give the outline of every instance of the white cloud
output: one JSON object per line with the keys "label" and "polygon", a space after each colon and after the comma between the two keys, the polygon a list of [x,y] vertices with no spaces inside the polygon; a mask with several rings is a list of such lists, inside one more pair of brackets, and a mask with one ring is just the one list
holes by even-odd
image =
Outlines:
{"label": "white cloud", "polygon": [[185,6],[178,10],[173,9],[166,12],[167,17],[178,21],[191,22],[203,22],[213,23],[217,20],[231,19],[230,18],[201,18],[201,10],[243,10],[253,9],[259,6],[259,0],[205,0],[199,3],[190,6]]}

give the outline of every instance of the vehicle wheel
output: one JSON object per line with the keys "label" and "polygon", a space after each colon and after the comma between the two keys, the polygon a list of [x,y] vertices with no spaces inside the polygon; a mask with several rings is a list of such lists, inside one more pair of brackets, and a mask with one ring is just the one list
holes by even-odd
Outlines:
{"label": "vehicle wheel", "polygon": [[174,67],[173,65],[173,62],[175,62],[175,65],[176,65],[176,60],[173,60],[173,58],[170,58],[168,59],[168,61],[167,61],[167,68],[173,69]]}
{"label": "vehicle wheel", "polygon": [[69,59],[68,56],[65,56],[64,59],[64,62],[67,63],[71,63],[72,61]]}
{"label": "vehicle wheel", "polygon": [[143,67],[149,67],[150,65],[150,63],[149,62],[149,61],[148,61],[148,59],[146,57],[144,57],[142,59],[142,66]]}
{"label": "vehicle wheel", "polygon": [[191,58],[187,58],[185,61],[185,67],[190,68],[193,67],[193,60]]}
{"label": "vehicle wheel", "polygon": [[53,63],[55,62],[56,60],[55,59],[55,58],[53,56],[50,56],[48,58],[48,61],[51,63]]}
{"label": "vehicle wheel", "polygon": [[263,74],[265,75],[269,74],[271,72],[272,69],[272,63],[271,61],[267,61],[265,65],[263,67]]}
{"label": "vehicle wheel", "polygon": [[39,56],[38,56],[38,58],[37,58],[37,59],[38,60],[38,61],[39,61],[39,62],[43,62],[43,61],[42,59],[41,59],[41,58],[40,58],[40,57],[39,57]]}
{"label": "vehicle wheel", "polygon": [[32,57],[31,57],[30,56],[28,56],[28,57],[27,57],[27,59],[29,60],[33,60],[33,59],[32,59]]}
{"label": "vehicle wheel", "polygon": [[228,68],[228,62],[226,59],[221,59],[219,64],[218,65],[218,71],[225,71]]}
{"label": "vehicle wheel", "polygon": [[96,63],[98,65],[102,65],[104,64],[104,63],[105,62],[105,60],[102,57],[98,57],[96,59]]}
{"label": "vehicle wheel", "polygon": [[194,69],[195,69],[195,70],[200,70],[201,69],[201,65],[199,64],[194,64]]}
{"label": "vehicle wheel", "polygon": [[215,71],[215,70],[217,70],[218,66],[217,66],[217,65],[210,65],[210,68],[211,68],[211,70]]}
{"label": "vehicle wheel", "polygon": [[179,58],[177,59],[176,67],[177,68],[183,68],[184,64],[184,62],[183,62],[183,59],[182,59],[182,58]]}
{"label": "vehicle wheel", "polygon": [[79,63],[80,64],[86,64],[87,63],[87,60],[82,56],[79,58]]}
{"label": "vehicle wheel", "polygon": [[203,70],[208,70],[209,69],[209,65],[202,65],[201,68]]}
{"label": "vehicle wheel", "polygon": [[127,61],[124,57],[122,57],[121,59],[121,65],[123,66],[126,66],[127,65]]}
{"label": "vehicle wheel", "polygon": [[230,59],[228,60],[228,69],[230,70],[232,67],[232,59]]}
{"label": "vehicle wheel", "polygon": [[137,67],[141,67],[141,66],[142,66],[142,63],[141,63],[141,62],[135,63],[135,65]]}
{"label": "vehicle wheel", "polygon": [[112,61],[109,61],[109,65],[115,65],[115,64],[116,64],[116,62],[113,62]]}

### EXERCISE GOAL
Make an exact copy of the listing, including every line.

### RESPONSE FOR THIS EXERCISE
give the outline of every instance of the white cloud
output: one JSON object per line with the keys "label" and "polygon", a space after each colon and after the comma between the two keys, the polygon a list of [x,y] vertices with no spaces inside the polygon; a mask with several rings is a list of such lists, inside one more pair of brackets, and a mask with one ring is just the one list
holes by even-odd
image =
Outlines:
{"label": "white cloud", "polygon": [[185,6],[178,10],[173,9],[166,12],[167,17],[178,21],[191,22],[203,22],[213,23],[217,20],[231,19],[230,18],[201,18],[201,10],[243,10],[253,9],[259,6],[259,0],[205,0],[199,3],[190,6]]}

give the outline of every instance of the vehicle wheel
output: one JSON object per line with the keys "label" and "polygon", a space after each colon and after the comma between the two keys, the polygon a list of [x,y] vertices with no spaces inside the polygon; a mask with several rings is a list of such lists, inside one more pair of brackets, and a mask with one ring is just the one list
holes by even-odd
Outlines:
{"label": "vehicle wheel", "polygon": [[174,67],[173,65],[173,62],[175,62],[175,65],[176,65],[176,60],[173,60],[173,58],[170,58],[168,59],[168,61],[167,61],[167,68],[173,69]]}
{"label": "vehicle wheel", "polygon": [[69,59],[68,56],[65,56],[64,59],[64,62],[67,63],[71,63],[72,61]]}
{"label": "vehicle wheel", "polygon": [[143,67],[149,67],[150,65],[150,63],[149,62],[149,61],[148,61],[148,59],[146,57],[144,57],[142,59],[142,66]]}
{"label": "vehicle wheel", "polygon": [[191,58],[187,58],[185,61],[185,67],[190,68],[193,67],[193,60]]}
{"label": "vehicle wheel", "polygon": [[53,63],[55,62],[56,60],[55,59],[55,58],[53,56],[50,56],[48,58],[48,61],[51,63]]}
{"label": "vehicle wheel", "polygon": [[263,74],[265,75],[269,74],[271,72],[272,69],[272,63],[271,61],[267,61],[265,65],[263,67]]}
{"label": "vehicle wheel", "polygon": [[39,56],[38,56],[38,58],[37,58],[37,59],[38,60],[38,61],[39,61],[39,62],[43,62],[43,61],[42,59],[41,59],[41,58],[40,58],[40,57],[39,57]]}
{"label": "vehicle wheel", "polygon": [[32,57],[31,57],[30,56],[28,56],[28,57],[27,57],[27,59],[29,60],[33,60],[33,59],[32,59]]}
{"label": "vehicle wheel", "polygon": [[228,68],[228,62],[226,59],[221,59],[219,64],[218,65],[218,71],[225,71]]}
{"label": "vehicle wheel", "polygon": [[96,63],[98,65],[102,65],[104,64],[104,63],[105,62],[105,60],[102,57],[98,57],[96,59]]}
{"label": "vehicle wheel", "polygon": [[194,69],[195,69],[195,70],[200,70],[201,69],[201,65],[199,64],[194,64]]}
{"label": "vehicle wheel", "polygon": [[215,71],[215,70],[217,70],[218,66],[217,66],[217,65],[210,65],[210,68],[211,68],[211,70]]}
{"label": "vehicle wheel", "polygon": [[179,58],[177,59],[176,67],[177,68],[183,68],[184,64],[184,62],[183,62],[183,59],[182,59],[182,58]]}
{"label": "vehicle wheel", "polygon": [[79,63],[80,64],[86,64],[87,63],[87,60],[82,56],[79,58]]}
{"label": "vehicle wheel", "polygon": [[203,70],[208,70],[209,69],[209,65],[202,65],[201,68]]}
{"label": "vehicle wheel", "polygon": [[127,61],[124,57],[122,57],[121,59],[121,65],[123,66],[126,66],[127,65]]}
{"label": "vehicle wheel", "polygon": [[230,59],[228,60],[228,69],[230,70],[232,67],[232,59]]}
{"label": "vehicle wheel", "polygon": [[137,67],[141,67],[141,66],[142,66],[142,63],[141,63],[141,62],[135,63],[135,65]]}
{"label": "vehicle wheel", "polygon": [[112,61],[109,61],[109,65],[115,65],[115,64],[116,64],[116,62],[113,62]]}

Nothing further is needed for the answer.